— What is expected —
Below are entries; copy exactly the lines from the one with "TARGET = man in straw hat" through the one with "PLACE = a dot on each instance of the horse's ear", both included, and leave out the rest.

— Natural language region descriptions —
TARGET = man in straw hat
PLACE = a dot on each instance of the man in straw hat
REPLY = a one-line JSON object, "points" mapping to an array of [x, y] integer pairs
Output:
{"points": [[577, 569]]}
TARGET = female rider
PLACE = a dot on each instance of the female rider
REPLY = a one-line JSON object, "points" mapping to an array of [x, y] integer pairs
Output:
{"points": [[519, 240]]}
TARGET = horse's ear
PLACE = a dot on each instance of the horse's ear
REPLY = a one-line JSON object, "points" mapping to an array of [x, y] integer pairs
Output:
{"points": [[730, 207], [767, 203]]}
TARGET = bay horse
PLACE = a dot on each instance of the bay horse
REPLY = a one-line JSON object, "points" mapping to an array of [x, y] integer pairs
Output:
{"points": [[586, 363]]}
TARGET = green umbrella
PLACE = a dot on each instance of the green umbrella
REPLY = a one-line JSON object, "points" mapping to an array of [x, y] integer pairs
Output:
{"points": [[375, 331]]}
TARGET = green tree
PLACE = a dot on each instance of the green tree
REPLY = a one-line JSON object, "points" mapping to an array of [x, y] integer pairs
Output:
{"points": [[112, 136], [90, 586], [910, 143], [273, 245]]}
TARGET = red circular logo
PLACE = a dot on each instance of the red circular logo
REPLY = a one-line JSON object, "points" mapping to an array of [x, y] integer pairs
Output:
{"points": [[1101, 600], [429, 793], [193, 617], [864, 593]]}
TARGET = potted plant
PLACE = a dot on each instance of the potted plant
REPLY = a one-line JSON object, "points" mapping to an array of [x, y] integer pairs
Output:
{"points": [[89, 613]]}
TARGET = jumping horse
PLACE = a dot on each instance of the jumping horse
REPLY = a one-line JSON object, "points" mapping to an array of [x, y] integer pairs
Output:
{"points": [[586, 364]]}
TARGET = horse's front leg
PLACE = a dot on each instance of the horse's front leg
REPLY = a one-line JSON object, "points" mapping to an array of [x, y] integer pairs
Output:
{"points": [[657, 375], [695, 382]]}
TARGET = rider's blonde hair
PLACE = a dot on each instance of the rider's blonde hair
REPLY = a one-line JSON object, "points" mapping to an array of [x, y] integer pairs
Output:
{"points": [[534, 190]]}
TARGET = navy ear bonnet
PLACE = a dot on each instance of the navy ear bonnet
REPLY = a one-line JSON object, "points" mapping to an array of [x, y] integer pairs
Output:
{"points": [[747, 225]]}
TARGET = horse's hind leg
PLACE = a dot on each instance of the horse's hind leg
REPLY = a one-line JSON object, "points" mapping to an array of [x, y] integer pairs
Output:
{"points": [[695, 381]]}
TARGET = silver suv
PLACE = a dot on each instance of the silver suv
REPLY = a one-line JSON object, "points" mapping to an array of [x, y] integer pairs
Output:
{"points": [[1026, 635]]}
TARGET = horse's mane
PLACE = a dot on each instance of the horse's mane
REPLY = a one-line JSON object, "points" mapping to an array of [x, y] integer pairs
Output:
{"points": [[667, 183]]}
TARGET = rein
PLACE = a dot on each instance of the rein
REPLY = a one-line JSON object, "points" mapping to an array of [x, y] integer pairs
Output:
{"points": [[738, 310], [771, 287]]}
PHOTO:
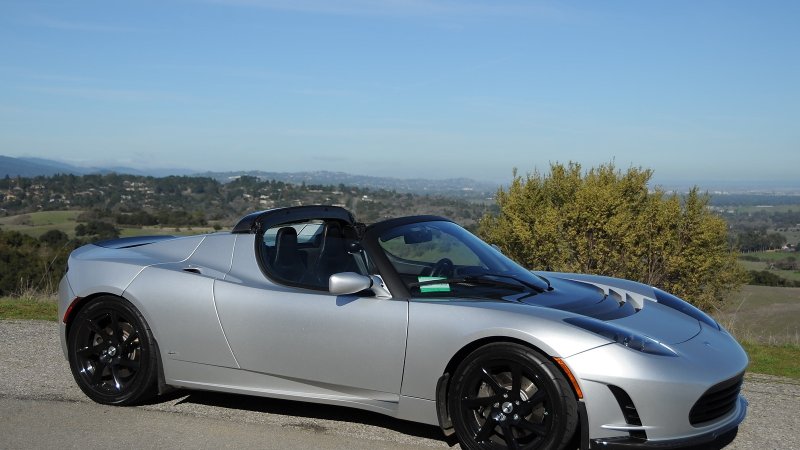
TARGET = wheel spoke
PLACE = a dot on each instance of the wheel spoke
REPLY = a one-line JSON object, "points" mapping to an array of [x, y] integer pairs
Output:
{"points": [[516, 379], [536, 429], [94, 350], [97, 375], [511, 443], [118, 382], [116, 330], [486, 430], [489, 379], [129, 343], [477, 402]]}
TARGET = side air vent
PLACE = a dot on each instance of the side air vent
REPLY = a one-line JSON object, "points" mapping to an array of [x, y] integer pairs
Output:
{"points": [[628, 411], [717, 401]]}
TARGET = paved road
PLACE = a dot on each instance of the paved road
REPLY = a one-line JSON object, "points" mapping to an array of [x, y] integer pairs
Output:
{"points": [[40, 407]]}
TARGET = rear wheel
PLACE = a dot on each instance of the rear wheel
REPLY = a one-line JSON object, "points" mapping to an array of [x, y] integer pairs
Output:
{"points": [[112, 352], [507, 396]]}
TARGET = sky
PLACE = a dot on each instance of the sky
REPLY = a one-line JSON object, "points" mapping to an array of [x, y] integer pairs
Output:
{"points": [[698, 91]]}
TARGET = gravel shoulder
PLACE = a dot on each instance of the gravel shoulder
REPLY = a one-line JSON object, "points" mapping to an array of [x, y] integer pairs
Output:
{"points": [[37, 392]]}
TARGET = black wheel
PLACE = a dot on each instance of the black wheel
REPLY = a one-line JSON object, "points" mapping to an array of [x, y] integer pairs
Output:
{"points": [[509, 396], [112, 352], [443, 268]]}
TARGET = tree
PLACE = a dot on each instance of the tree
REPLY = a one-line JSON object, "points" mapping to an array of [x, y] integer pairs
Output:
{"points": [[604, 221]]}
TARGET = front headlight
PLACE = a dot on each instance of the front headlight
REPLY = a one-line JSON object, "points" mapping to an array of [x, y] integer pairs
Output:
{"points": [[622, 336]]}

==

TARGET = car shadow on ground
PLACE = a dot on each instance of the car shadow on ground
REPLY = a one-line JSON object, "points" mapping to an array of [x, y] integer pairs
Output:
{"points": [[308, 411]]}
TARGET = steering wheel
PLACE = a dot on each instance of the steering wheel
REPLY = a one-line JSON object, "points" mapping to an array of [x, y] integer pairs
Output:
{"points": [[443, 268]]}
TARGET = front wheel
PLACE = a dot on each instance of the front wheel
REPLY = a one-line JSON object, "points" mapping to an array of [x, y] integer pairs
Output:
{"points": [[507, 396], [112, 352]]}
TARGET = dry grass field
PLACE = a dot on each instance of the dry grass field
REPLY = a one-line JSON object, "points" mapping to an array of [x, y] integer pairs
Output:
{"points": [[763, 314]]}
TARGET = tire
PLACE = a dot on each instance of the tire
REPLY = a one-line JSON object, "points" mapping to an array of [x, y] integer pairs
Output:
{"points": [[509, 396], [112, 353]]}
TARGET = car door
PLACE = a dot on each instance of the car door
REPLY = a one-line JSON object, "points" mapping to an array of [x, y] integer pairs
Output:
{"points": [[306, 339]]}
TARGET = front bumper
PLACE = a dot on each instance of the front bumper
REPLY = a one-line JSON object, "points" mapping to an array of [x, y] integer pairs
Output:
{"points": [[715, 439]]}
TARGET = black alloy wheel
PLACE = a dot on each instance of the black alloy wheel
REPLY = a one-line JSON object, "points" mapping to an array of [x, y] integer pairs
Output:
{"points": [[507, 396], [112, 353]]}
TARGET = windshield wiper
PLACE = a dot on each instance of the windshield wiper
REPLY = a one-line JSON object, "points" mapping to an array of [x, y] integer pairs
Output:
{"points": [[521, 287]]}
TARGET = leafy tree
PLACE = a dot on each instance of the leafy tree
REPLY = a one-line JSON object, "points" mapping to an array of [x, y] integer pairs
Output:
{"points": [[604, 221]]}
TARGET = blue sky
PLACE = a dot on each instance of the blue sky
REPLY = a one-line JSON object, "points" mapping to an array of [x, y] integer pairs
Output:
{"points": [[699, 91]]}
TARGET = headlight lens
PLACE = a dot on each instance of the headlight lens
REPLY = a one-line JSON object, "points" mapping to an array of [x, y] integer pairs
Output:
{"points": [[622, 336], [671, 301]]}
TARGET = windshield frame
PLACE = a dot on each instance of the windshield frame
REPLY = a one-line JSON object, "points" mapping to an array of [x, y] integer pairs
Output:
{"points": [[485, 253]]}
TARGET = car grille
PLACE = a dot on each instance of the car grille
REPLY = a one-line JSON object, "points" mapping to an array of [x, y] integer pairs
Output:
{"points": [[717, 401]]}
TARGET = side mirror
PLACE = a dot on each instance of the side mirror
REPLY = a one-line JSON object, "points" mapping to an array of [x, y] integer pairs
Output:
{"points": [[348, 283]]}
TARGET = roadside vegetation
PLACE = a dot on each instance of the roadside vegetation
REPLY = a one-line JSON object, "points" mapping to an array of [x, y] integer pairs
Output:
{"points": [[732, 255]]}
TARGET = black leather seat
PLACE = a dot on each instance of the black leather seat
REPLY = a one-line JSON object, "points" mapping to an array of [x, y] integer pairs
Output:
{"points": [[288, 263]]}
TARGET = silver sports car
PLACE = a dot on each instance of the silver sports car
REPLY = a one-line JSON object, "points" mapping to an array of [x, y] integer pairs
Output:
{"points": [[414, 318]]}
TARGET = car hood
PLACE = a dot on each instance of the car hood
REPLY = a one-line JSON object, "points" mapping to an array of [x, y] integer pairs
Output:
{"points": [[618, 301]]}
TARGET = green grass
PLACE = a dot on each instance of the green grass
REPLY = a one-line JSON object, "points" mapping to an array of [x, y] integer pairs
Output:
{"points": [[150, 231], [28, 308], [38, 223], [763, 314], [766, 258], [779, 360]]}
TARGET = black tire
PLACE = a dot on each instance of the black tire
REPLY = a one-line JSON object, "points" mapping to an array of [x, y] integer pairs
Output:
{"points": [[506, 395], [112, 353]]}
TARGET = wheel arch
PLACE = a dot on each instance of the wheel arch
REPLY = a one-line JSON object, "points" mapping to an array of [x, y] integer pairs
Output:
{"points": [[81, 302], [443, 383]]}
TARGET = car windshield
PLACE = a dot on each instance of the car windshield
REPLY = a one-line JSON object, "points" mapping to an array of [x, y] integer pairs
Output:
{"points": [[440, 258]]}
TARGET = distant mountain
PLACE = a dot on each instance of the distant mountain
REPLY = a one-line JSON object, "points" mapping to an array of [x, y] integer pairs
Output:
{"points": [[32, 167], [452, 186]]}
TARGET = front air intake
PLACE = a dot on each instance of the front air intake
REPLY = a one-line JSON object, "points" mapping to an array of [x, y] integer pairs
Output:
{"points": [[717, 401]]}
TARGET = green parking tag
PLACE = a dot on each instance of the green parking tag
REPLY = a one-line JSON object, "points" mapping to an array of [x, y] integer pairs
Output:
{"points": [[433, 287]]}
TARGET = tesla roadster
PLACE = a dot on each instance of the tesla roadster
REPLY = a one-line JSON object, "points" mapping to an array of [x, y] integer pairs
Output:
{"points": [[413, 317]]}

— Output for this task —
TARGET = man in straw hat
PLACE = a dot on each instance of the man in straw hat
REPLY = a one-line JSON object, "points" mapping to an array of [x, y] integer pairs
Output:
{"points": [[577, 569]]}
TARGET = female rider
PLACE = a dot on each instance of the female rider
REPLY = a one-line JSON object, "points" mapping to an array of [x, y] integer pairs
Output:
{"points": [[519, 240]]}
TARGET = horse's ear
PLACE = a dot on each instance of the horse's ear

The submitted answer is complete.